WHAT THE TASK ASKS: Locate the line containing "For the benchmark, mark every instance of the lighthouse" in the material below; repeat it and every line after it, exactly as written.

# DATA EXCERPTS start

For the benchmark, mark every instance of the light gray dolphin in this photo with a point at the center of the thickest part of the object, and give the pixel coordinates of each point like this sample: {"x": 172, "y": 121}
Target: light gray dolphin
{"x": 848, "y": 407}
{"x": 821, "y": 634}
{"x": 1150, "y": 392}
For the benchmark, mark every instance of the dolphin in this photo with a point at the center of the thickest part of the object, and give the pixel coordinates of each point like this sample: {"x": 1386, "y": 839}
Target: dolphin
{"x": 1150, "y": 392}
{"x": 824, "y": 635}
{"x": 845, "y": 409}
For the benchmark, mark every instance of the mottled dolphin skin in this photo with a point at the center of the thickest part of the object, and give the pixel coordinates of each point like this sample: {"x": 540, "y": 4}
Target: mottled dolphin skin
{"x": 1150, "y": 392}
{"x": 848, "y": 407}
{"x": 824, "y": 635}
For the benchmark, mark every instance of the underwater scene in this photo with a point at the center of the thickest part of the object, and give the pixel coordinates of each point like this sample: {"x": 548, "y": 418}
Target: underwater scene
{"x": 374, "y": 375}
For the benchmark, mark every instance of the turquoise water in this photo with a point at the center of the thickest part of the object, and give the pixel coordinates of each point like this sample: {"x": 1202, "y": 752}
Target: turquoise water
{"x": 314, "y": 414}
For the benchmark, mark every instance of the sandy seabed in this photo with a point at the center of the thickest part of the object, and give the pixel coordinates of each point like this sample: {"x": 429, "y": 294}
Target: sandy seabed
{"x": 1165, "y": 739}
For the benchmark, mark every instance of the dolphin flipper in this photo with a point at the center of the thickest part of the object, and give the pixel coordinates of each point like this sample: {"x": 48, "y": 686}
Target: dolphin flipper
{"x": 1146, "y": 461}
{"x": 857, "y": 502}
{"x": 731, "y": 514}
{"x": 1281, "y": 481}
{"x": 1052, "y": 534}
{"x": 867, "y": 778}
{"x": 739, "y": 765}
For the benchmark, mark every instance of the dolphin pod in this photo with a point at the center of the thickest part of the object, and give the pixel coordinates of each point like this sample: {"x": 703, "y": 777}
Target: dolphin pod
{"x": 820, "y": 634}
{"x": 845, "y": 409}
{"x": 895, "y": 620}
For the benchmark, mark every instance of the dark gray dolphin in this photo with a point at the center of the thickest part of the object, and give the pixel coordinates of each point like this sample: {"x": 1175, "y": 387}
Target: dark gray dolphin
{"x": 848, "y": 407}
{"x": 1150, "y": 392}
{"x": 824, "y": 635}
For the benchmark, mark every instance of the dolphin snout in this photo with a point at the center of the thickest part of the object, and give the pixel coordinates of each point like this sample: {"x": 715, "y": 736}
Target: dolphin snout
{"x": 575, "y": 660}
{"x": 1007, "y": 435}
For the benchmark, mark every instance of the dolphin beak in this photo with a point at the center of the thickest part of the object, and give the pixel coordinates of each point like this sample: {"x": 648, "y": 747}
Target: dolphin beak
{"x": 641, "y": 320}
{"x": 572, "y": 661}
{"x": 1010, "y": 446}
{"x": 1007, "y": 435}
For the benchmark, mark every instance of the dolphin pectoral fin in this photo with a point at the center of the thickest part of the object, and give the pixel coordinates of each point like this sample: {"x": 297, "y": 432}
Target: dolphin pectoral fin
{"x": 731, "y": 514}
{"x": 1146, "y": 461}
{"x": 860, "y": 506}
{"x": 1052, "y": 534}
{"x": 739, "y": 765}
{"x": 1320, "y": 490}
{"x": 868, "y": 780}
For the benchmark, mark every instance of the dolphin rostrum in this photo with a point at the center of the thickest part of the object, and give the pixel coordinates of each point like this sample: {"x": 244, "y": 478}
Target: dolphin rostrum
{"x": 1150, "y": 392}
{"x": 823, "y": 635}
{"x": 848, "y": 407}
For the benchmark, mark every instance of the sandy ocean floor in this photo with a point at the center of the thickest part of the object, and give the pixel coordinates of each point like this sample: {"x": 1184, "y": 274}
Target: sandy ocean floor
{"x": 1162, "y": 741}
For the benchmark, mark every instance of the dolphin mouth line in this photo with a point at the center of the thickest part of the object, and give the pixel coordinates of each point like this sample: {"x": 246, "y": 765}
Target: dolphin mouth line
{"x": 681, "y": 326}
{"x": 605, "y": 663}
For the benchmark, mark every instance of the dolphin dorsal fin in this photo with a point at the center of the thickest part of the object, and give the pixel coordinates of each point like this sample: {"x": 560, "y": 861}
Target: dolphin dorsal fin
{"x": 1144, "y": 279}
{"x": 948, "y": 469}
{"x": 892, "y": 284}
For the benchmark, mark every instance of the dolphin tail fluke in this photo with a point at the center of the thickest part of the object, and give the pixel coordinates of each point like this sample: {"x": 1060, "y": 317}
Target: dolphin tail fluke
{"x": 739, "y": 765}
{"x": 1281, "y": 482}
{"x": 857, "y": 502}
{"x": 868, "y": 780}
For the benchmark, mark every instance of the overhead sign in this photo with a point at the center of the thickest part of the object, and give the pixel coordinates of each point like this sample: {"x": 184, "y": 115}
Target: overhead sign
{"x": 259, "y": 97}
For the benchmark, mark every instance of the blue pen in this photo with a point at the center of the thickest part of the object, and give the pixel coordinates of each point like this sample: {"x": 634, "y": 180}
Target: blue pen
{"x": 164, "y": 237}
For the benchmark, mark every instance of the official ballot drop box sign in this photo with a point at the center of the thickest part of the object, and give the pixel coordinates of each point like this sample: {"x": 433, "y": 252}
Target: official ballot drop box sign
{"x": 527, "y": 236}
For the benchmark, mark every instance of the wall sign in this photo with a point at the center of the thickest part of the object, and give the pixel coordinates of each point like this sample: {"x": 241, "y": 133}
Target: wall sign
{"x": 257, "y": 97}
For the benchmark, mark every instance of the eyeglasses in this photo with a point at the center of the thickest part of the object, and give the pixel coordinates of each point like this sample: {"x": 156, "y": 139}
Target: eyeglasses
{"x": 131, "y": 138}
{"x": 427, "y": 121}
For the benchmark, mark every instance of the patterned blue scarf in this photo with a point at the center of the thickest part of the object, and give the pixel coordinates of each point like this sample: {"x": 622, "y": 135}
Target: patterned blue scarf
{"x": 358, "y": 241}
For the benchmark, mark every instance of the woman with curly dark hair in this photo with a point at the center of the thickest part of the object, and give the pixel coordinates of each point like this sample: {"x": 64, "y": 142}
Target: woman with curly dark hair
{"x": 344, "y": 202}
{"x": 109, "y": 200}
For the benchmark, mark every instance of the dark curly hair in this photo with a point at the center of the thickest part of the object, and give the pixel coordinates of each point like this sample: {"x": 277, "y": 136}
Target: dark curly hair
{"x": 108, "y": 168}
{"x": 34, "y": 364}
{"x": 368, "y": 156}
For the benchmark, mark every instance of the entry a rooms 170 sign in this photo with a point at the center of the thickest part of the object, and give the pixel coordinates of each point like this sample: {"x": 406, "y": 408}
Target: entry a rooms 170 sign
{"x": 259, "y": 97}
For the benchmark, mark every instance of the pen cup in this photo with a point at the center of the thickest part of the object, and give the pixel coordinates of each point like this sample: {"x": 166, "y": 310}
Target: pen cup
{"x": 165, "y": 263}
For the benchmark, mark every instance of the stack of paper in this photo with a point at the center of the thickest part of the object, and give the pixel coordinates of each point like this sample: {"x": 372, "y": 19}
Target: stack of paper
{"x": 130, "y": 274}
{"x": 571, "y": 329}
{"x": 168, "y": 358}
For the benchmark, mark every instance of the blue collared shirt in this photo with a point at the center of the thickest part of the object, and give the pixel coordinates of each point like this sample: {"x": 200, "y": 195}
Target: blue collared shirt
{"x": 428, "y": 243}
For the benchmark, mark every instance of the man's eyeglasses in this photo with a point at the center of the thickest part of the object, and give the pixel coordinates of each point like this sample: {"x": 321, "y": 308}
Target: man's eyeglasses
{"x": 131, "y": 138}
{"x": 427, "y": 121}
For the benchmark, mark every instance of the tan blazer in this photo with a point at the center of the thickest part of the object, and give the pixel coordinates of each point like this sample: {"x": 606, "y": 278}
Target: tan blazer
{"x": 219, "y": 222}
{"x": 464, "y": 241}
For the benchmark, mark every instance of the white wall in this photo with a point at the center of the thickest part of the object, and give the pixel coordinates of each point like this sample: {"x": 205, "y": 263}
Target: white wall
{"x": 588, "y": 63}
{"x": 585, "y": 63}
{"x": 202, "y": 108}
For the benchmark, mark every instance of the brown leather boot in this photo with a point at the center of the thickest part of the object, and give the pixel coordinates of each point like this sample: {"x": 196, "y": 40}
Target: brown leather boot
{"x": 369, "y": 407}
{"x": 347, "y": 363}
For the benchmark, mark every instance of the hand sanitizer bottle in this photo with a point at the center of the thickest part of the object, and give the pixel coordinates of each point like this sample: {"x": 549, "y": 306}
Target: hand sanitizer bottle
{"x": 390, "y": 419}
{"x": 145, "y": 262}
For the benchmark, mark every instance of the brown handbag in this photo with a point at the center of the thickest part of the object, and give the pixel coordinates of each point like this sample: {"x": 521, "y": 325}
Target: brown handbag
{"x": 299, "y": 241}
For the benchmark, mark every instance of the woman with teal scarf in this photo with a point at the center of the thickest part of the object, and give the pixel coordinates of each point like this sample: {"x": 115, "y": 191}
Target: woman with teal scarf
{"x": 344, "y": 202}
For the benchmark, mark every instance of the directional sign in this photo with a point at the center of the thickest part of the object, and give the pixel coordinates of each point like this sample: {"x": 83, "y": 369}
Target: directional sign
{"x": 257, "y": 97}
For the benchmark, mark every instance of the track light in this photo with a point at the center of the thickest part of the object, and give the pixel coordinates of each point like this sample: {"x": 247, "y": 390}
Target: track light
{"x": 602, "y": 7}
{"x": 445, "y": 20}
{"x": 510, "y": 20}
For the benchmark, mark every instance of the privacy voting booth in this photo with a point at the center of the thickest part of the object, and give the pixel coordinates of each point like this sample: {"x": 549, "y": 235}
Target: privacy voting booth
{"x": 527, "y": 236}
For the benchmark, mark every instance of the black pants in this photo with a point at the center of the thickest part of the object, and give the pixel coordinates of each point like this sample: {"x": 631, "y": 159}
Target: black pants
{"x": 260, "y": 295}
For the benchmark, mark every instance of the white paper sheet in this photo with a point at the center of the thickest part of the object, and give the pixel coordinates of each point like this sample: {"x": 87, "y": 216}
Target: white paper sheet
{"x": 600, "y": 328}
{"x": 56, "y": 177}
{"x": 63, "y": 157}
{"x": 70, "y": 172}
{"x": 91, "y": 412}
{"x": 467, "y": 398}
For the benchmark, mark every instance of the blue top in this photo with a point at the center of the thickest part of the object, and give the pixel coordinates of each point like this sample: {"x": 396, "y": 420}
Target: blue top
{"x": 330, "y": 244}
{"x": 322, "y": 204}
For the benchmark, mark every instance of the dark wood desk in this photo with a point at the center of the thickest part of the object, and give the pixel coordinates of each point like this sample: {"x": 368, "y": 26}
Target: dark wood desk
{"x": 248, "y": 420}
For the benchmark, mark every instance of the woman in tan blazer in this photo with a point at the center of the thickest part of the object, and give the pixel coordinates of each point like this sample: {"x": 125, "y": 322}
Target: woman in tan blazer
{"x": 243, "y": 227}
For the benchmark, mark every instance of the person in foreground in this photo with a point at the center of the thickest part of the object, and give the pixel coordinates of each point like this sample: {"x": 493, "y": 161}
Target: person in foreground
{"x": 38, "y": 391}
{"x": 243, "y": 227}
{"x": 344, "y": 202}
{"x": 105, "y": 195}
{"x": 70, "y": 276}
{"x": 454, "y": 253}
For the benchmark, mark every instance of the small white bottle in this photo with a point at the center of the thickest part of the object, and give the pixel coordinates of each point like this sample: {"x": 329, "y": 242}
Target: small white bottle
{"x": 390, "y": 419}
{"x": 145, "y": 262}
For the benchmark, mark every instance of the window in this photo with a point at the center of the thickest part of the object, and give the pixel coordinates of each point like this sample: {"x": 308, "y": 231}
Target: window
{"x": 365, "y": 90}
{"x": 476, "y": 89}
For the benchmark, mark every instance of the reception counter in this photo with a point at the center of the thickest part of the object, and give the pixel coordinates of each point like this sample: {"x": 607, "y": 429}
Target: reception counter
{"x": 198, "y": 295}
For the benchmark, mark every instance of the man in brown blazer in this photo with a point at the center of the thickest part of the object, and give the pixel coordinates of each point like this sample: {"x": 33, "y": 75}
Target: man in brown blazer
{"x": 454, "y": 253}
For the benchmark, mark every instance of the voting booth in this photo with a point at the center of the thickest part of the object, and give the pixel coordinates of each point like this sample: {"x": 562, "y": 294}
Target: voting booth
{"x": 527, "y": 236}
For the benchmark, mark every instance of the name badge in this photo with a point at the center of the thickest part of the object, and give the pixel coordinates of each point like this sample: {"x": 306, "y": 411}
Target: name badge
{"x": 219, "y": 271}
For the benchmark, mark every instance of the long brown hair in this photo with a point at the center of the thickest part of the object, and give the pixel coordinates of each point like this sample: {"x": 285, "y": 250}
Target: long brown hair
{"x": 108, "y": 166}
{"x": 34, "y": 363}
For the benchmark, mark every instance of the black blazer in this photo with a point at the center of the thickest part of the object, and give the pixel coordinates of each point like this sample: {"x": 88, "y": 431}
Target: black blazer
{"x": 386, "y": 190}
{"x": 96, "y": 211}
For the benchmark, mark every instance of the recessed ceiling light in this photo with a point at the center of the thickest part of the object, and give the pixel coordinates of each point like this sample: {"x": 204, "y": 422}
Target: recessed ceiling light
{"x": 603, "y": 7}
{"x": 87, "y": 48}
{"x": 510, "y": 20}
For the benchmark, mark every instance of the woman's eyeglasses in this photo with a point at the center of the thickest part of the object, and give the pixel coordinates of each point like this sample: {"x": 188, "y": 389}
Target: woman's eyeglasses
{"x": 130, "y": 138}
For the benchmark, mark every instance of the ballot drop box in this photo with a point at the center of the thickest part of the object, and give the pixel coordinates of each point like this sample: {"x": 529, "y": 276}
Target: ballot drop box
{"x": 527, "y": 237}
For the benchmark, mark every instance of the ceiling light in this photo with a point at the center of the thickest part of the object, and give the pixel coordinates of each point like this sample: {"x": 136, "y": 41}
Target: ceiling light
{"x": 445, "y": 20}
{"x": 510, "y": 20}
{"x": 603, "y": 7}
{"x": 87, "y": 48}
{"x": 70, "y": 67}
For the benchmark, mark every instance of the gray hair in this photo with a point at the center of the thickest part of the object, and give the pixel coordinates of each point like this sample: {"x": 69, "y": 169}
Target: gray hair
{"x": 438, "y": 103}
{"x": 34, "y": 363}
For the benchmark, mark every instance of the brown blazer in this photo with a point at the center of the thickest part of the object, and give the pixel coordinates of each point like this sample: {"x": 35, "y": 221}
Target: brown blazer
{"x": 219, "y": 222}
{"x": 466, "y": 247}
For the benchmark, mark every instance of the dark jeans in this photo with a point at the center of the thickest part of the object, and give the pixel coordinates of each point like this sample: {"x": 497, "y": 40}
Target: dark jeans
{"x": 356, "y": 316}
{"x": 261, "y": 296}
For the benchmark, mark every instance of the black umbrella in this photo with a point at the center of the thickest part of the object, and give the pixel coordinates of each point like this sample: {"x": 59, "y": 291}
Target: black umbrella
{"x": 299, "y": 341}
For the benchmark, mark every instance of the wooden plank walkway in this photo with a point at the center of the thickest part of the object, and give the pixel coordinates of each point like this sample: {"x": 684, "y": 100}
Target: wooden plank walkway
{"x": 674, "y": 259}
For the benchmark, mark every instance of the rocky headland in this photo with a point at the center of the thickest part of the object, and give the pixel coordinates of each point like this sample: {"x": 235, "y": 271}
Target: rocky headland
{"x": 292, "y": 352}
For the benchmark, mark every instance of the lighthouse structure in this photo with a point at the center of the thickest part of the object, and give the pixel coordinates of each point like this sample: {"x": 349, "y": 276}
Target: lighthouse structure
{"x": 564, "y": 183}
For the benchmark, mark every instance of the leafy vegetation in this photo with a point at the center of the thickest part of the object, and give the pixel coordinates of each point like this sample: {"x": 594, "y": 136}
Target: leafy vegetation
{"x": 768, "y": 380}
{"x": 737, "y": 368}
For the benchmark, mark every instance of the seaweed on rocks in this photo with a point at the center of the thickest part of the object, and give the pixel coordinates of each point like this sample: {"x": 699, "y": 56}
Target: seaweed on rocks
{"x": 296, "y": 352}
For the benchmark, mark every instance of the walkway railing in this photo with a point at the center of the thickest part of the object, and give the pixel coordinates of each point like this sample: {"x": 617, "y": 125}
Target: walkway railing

# DATA EXCERPTS end

ANSWER TO THIS TASK:
For the benchmark, mark every instance of the lighthouse structure in this photo with a point at the center of the thickest part of the object, and give the pixel coordinates of each point like this sample: {"x": 349, "y": 276}
Target: lighthouse structure
{"x": 564, "y": 183}
For the benchmark, mark every instance of the leafy vegetation in this photo with a point at the center of the thickest part of the object, and give the pixel coordinates of each point like this sample: {"x": 594, "y": 136}
Target: leafy vegetation
{"x": 768, "y": 380}
{"x": 737, "y": 368}
For the benchmark, mark every instance of the seaweed on rocks in this photo with a point at the center of the thickest part of the object, and give the pixel coordinates of each point like this sample: {"x": 699, "y": 56}
Target: seaweed on rocks
{"x": 296, "y": 352}
For the benchmark, mark every instance of the walkway railing in this photo with a point at the center of the thickest part of the object, and give the pixel coordinates of each point like this sample: {"x": 617, "y": 125}
Target: walkway railing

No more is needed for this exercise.